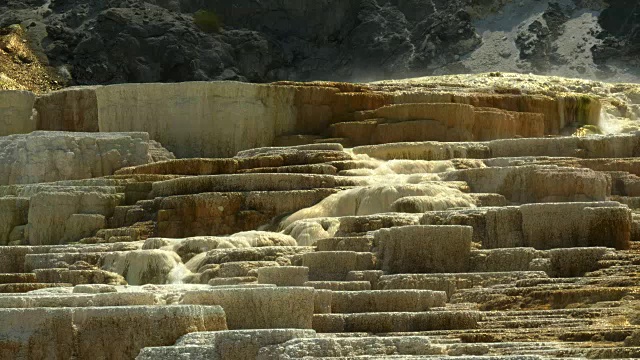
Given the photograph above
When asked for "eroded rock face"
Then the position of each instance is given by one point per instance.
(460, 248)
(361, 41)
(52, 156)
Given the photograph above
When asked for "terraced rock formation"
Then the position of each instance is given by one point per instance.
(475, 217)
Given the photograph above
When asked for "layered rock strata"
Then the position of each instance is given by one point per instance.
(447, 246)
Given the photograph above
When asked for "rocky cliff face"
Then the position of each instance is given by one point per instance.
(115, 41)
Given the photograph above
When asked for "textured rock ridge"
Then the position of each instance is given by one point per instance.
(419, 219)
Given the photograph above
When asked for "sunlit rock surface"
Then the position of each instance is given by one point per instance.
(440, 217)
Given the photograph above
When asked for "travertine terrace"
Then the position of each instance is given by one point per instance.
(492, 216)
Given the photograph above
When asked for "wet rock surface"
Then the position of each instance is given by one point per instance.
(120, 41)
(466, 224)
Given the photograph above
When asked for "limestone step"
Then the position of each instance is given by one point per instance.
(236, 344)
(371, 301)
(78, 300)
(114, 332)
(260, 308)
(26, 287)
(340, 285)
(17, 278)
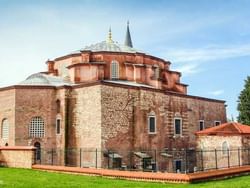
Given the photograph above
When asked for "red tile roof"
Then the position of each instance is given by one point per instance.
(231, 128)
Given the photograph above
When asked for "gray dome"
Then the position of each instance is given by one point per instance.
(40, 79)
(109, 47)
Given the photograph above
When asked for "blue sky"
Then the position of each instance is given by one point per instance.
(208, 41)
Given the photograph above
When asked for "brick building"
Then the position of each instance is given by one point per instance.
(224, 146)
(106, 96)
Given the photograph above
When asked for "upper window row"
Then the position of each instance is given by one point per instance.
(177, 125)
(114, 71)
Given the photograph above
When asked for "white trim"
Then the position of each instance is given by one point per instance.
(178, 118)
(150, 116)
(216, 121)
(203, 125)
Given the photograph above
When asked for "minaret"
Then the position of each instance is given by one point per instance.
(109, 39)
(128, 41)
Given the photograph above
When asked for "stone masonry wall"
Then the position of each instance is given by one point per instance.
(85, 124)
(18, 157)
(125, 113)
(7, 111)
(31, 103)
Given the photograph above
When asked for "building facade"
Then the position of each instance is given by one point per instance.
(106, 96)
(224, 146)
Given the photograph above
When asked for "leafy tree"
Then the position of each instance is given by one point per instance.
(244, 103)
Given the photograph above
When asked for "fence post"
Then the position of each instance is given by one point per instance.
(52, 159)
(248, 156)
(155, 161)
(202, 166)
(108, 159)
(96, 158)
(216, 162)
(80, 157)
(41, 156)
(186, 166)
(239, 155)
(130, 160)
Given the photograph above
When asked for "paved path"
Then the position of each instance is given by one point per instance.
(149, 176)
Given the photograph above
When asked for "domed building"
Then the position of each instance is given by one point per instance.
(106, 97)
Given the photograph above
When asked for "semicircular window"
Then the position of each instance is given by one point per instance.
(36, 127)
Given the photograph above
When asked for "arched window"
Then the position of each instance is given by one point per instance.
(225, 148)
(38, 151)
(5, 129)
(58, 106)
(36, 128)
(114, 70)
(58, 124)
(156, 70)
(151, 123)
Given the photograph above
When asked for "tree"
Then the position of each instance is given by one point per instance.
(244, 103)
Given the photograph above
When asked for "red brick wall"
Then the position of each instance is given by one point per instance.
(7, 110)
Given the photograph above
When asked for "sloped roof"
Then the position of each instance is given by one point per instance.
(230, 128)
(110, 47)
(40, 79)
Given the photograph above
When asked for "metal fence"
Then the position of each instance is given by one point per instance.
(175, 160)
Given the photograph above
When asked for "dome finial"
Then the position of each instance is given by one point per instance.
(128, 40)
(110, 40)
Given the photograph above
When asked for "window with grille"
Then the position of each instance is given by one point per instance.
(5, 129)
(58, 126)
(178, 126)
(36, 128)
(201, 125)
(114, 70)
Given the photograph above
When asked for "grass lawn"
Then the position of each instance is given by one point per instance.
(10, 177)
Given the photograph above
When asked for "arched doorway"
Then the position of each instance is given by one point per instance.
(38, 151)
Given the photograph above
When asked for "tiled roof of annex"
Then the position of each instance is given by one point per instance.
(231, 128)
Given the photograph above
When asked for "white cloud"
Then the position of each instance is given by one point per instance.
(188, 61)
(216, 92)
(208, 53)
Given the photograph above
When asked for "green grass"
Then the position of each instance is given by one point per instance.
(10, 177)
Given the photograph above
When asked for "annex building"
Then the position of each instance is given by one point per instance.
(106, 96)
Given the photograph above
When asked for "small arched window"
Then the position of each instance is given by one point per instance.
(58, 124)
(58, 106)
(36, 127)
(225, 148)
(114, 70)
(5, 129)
========================================
▸ **Exercise**
Working from the lines above, reproduce the material exactly and exclude its pictures.

▸ **Task response**
Given the photograph above
When asked for "eroded rock face"
Then the position of each instance is given by one point per instance.
(460, 248)
(361, 41)
(52, 156)
Given the photograph above
When asked for "terraced rock formation"
Then the position of each instance is given by one point per instance.
(475, 217)
Given the photograph above
When asked for "layered rock strata"
Then the position of each instance is given by one point per instance.
(447, 246)
Given the photograph above
When asked for "rocky cliff face"
Then the position of each instance is given by one point per instance.
(115, 41)
Given the photograph above
When asked for "textured rock ridge"
Then the position of each instance is given by one point per instance.
(419, 219)
Given the photograph above
When asked for "sunlit rock surface"
Then the position of each instance is given by one point per instance.
(440, 217)
Given the photograph above
When asked for "travertine terrace"
Then the position of each instance is given by one point per instance.
(492, 216)
Given the photograph above
When asked for "wet rock surface"
Then the position of each instance is given by one point per instance.
(120, 41)
(466, 224)
Given the photograph above
When asked for "limestone step"
Then the position of each instance is given by one point per instance.
(236, 344)
(371, 301)
(78, 300)
(114, 332)
(260, 308)
(26, 287)
(340, 285)
(17, 278)
Given the photograph above
When asked for "red tile roof"
Then the position of each instance is given by one point per instance.
(231, 128)
Given the photograph above
When asked for "gray dome"
Then the position of each instance is given by one point per instance.
(40, 79)
(109, 47)
Given the photograph above
When asked for "blue sky"
Then the position of each instance is given by one point per instance.
(208, 41)
Given the photograph above
When asked for "brick building"
Then the position of each instance is given by one point per instance.
(224, 146)
(106, 96)
Given the photograph above
When asked for "upper window row"
Then the position of each instance is given by one point per instance.
(177, 125)
(114, 71)
Given the photograph above
When asked for "white trim"
Then the position of each instance is given by one point per instance.
(178, 118)
(150, 116)
(216, 121)
(203, 125)
Given the photograph above
When asked for "minaret"
Then the position of each instance is given by one point per instance.
(109, 39)
(128, 41)
Given the photograph above
When asked for "stone masonry wall"
Then the position of each instance is given by one point per instance.
(85, 124)
(18, 157)
(125, 113)
(7, 111)
(31, 103)
Given the photograph above
When asked for "building facade"
Then the position of each instance is given by one point per instance.
(106, 96)
(224, 146)
Given the photograph above
When asked for "leafy tree"
Then the position of each instance is given by one point per instance.
(244, 103)
Given the photograph above
When asked for "fence post"
Then the position of each instance is given by one point per instance.
(52, 159)
(248, 156)
(155, 161)
(202, 166)
(108, 159)
(96, 158)
(216, 162)
(80, 157)
(41, 156)
(186, 166)
(239, 155)
(130, 160)
Given the photograph above
When asked for "paved path"
Then the position of each instance is given by one point per instance.
(149, 176)
Given the photograph above
When asked for "domed building"
Then the position of each instance is given by one point per instance.
(106, 97)
Given the photograph above
When asked for "semicircular window"
Then the position of each instance is given by one point per instance.
(36, 127)
Given the photograph above
When asked for "arched window"
Then the position of each instance is given by one point per instance.
(225, 148)
(38, 151)
(5, 129)
(58, 106)
(36, 128)
(114, 70)
(58, 124)
(156, 70)
(151, 123)
Given the photograph above
When asked for "tree"
Then the position of each instance is given by one point per instance.
(244, 103)
Given the photograph above
When asked for "red brick wall"
Then the position of each instance is given by one point per instance.
(7, 110)
Given the photograph above
When asked for "sloped roof"
Then the position of each instance is given by one point per instance.
(230, 128)
(110, 47)
(40, 79)
Given the photograph above
When asked for "metal fence"
Then the position of each instance is given by one point per instance.
(175, 160)
Given the photograph above
When asked for "dome finial"
Then the position of each instance is given by one point per instance.
(128, 40)
(110, 40)
Given the photograph above
When asked for "window with grille"
Then the position of each instance is given by one point per instance.
(5, 129)
(58, 126)
(178, 126)
(36, 128)
(201, 125)
(114, 70)
Given the photograph above
When asked for "grass lawn"
Then the position of each instance is given by one point per instance.
(10, 177)
Given the photograph above
When asked for "arched doorway"
Then the position of each instance is given by one point per instance.
(38, 151)
Given the photograph above
When asked for "tiled roof of annex"
Then the position of each instance is given by one point per instance.
(231, 128)
Given the photograph above
When asked for "white cloud"
Then the position of each instance is given by one point per instance.
(188, 61)
(216, 92)
(208, 53)
Given the photograph above
When asked for "green grass"
Then the position of each instance is given by one point per instance.
(10, 177)
Given the photograph above
When asked for "annex building"
Then the position of each instance is given by one point per instance.
(106, 96)
Given the photograph above
When asked for "small arched window"
Then the position of each instance is given by one point per instance.
(58, 124)
(58, 106)
(36, 127)
(225, 148)
(114, 70)
(5, 129)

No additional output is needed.